Text shown.
-*-

Our instruments (even the tuba!) have pointed to a nice little recovery in the semiconductor market recently. Texas Instruments (NYSE:TXN) agrees, as the chip titan just raised and narrowed its guidance ranges for the current quarter.

Here's the updated picture in full Technicolor:

Metric

Revenue (billions)

EPS

Updated 2Q Guidance

$2.3 to $2.5

$0.14 to $0.22

Original Guidance

$1.95 to $2.4

$0.01 to $0.15

Year-ago Results

$3.35

$0.44

TI is clearly seeing better results than expected back in April, when the company offered the original guidance figures. It's still a long way away from the pre-crash levels of last year, but if this recovery is real, then year-over-year comparisons should start to look more favorable pretty soon.

Company spokesman Ron Slaymaker said that the recovery was spread out across all segments and geographies, but with a few pockets of particular strength.

-*-

Data to use.

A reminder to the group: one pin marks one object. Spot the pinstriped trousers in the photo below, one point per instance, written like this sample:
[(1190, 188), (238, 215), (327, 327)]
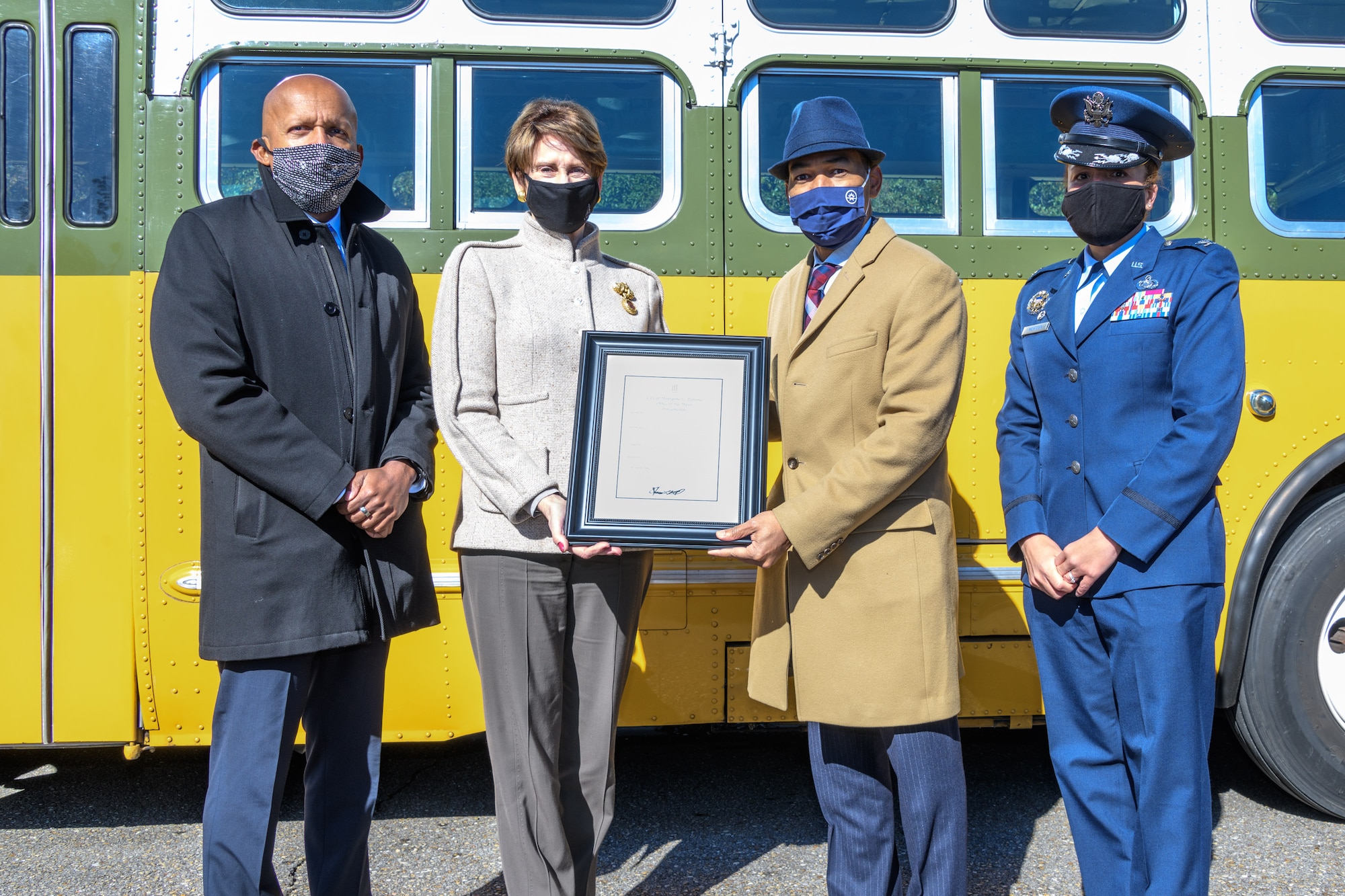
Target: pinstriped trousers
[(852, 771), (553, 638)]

-*-

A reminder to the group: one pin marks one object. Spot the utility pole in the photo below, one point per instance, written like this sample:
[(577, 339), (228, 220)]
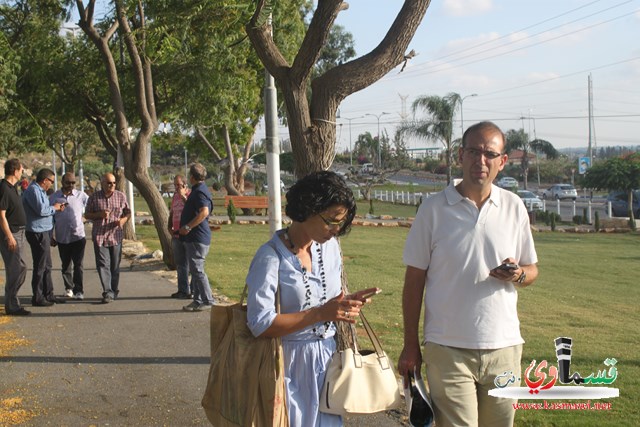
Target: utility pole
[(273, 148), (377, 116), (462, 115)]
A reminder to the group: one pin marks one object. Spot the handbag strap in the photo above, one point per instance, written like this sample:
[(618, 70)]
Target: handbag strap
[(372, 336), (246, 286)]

-*-

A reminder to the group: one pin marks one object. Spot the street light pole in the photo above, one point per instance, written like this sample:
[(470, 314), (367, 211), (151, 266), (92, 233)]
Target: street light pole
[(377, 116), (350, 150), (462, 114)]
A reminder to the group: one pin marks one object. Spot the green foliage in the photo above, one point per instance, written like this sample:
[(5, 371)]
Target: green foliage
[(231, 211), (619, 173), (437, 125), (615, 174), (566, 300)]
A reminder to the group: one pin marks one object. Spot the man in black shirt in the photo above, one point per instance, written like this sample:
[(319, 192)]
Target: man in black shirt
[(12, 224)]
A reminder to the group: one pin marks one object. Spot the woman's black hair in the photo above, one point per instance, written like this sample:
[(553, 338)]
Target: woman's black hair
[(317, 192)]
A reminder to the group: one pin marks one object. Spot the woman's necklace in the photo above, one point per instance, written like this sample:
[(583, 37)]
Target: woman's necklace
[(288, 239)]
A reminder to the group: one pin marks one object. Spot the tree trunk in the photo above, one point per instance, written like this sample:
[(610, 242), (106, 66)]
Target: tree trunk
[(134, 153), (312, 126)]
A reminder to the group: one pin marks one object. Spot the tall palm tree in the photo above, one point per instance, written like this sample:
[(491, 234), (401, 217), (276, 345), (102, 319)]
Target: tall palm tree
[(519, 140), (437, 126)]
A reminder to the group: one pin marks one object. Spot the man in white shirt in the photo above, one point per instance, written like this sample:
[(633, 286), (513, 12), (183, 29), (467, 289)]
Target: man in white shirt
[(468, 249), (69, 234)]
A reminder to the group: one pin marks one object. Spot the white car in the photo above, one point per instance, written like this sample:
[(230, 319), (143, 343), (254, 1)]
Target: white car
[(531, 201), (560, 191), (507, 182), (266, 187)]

-*-

Instruction 1. Show every line of the entries above that contains the word "tall", copying each such line in full. Treat uppercase and lowercase letters as different.
Instruction 2. Carry on the article about Texas Instruments raising its quarterly guidance, starting right after its final sentence.

Exercise result 1.
A reminder to the group: one pin marks one object. Spot the tall palm tree in the photo above, one point per instance, written like this sample:
Target: tall palm tree

Exercise result 2.
Asia is doing better than Europe or the Americas. This makes sense, since most of the factories that make gadgets out of TI's chips are over there, whether the end product is an all-American Palm (NASDAQ:PALM) Pre handset or a Finnish Nokia (NYSE:NOK) wireless baseband station.

And speaking of handsets and wireless infrastructure, Slaymaker fingered those segments as some of his best performers this half-quarter. The phone people are buying chips in volume again. They wouldn't do that unless they fully expected to sell the digital trinkets. In other words, TI is the bringer of good news for investors in Motorola (NYSE:MOT), Apple (NASDAQ:AAPL), and LM Ericsson (NASDAQ:ERIC), among other major wireless hardware players.

Now, we shouldn't take this announcement as absolute gospel, because TI has missed these updated targets several times in the recent past. Everyone makes mistakes now and then. But it is a positive sign for semiconductors in general, and for large TI customers in particular.

My guitar gently concurs.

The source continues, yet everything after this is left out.